Passage provided
For tears I tend to see the opposite. For me, straights will tear where ever making it impossible to retie. Tapers will always tear at the pouch. So as long as there is enough length I'll retie them. Usually can get 2-3 reties off a set of tapers. Just have to adjust my draw from semi-butterfly to archery anchor.

I typically shoot a 3/4" to 1/2" taper with 7/16 steel. Obviously, as I retie the taper isn't as dramatic but it still shoots well.


----------



## Winnie (Nov 10, 2010)

For me the biggest problem with over banding is that it is uncomfortable - it can even hurt. Harshness and handslap. The fact that means less velocity just makes it worse. In the past I used to use gloves with some sets and even made leather shields to protect my hands. It's even common to develop a flinch after a while. It's like shooting a big gun without flinching. It's hard and requires training.

Hand slap is one way to gauge the power of your bands. I you are getting hand slap then you have too much band for what you are shooting. Again, latex is counterintuitive. It will impart much more speed to your projectile if it can actually apply pressure constantly over a period of time. This is what makes tapered bands even better that properly powered straight bands. It makes no sense that a big band coming back to shape super fast and bringing a lighter ball along with it would impart less speed to the projectile. It's just the way it is. I can't wrap my mind around it.

I don't worry much about breakage either. When I cut bands I usually cut at least six sets at a time and I can switch out a pair quickly.

Most bands have a favorite ammo weight and most will allow you to vary the ammo weight up and down a bit without too much problem. The real problem is that many use bands that are way too heavy for the ammo that is being used.

All of this begs the question: If decreasing band strength increases ammo velocity then does increasing ammo weight increase velocity? I'm thinking that maybe I can take an over-built band set and, changing nothing but increasing ammo weight, increase velocity.

Truthornothing, what size ammo are you wanting to use? I'd like to try with some shorter bands too.


----------



## Byudzai (Aug 31, 2013)

Even if you got equal speeds with increasing ammo weight, you'd be showing pretty much the same phenomenon. Like the dilemma of inefficient bullet cartridges that blow most of the powder out the end of the barrel.


----------



## Winnie (Nov 10, 2010)

If speeds remained the same with increasing ammo weight that would be cool. Same bands and the same pull but with in increase in power (foot pounds). It could turn a band set into legitimate hunters.

I'm on my way to buy some .50cal lead right now. I want to sort this out a little bit better for myself.

I'll report back if people are interested.

winnie


----------



## truthornothing (May 18, 2015)

I



Winnie said:


> For me the biggest problem with over banding is that it is uncomfortable - it can even hurt. Harshness and handslap. The fact that means less velocity just makes it worse. In the past I used to use gloves with some sets and even made leather shields to protect my hands. It's even common to develop a flinch after a while. It's like shooting a big gun without flinching. It's hard and requires training.

Instructions
1. Answer these from the forum thread on bands and ammo above:
(a) What taper and ammo does the first poster usually shoot?
(b) How many sets does Winnie usually cut at one time?
(c) What size lead is Winnie heading out to buy?
2. Pick up the forum thread on bands and ammo where it stops, and carry it on.

Data listing
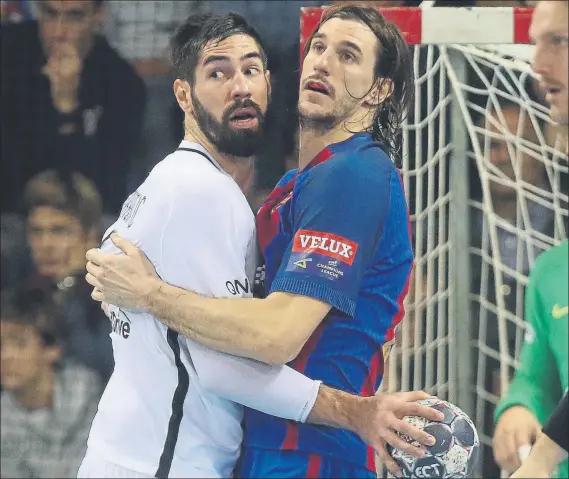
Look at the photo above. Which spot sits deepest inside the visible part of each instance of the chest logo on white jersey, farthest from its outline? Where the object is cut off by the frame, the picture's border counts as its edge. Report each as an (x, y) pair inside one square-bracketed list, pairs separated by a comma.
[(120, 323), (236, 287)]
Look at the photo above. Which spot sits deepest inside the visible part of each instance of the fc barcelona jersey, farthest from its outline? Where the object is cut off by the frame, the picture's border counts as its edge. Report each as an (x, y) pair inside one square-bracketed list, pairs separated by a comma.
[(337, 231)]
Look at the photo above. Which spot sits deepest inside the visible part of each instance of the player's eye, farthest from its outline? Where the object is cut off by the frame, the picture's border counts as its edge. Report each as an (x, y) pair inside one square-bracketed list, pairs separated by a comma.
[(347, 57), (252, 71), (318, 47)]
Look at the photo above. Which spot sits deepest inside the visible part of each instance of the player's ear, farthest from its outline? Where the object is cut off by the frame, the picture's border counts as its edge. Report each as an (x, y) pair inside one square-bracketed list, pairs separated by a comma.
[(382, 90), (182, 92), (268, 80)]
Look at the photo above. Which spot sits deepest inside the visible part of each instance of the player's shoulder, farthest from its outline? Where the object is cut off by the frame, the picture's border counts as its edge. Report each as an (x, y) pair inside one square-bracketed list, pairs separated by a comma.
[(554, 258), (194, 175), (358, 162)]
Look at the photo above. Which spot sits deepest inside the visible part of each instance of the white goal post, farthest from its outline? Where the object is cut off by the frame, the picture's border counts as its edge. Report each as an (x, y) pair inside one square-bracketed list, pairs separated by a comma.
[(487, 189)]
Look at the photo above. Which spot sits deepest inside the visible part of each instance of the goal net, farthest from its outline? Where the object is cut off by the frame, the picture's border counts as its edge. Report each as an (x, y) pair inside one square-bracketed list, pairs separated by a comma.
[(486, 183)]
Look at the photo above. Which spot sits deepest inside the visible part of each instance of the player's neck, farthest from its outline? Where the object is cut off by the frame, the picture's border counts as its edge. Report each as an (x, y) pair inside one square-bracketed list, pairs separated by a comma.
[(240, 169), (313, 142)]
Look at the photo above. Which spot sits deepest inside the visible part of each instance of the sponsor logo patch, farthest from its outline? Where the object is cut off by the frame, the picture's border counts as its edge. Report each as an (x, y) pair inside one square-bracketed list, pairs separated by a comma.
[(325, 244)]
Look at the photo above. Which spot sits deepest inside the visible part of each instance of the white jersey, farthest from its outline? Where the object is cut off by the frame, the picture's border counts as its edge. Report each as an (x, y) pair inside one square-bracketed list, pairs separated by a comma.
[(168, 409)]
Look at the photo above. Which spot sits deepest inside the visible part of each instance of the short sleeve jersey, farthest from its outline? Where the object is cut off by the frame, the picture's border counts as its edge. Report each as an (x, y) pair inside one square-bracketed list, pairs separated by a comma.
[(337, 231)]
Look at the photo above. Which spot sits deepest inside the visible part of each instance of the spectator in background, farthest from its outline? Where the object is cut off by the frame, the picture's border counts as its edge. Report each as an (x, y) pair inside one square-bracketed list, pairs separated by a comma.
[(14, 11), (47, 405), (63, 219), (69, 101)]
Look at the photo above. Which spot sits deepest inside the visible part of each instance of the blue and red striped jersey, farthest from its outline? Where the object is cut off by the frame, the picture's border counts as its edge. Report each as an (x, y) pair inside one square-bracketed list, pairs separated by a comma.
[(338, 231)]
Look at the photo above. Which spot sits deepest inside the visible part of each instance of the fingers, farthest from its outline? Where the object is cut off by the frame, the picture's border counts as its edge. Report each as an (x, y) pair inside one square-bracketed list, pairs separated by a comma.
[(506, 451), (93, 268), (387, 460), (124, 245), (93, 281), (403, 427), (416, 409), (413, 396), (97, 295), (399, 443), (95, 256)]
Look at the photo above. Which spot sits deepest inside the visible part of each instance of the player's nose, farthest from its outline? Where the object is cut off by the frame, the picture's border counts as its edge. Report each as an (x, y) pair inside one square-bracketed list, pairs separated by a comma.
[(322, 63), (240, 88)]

Expected answers
1.
(a) A 3/4" to 1/2" taper with 7/16 steel.
(b) At least six sets.
(c) .50cal lead.

2.
> 
> Hand slap is one way to gauge the power of your bands. I you are getting hand slap then you have too much band for what you are shooting. Again, latex is counterintuitive. It will impart much more speed to your projectile if it can actually apply pressure constantly over a period of time. This is what makes tapered bands even better that properly powered straight bands. It makes no sense that a big band coming back to shape super fast and bringing a lighter ball along with it would impart less speed to the projectile. It's just the way it is. I can't wrap my mind around it.
> 
> ...


I like to hunt with 1/2" steel or .44 lead. So if you could come up with something for that, it would be great. ..The Theraband Black I am using with 3/8" steel and like I said it just doesn't seem zippy enough. Maybe its just me. Its a light draw though and doesn't irritate my arthritis as bad. I have them tapering 1" to 3/4 On a 6.5inch working length


----------



## Chuck Daehler (Mar 17, 2015)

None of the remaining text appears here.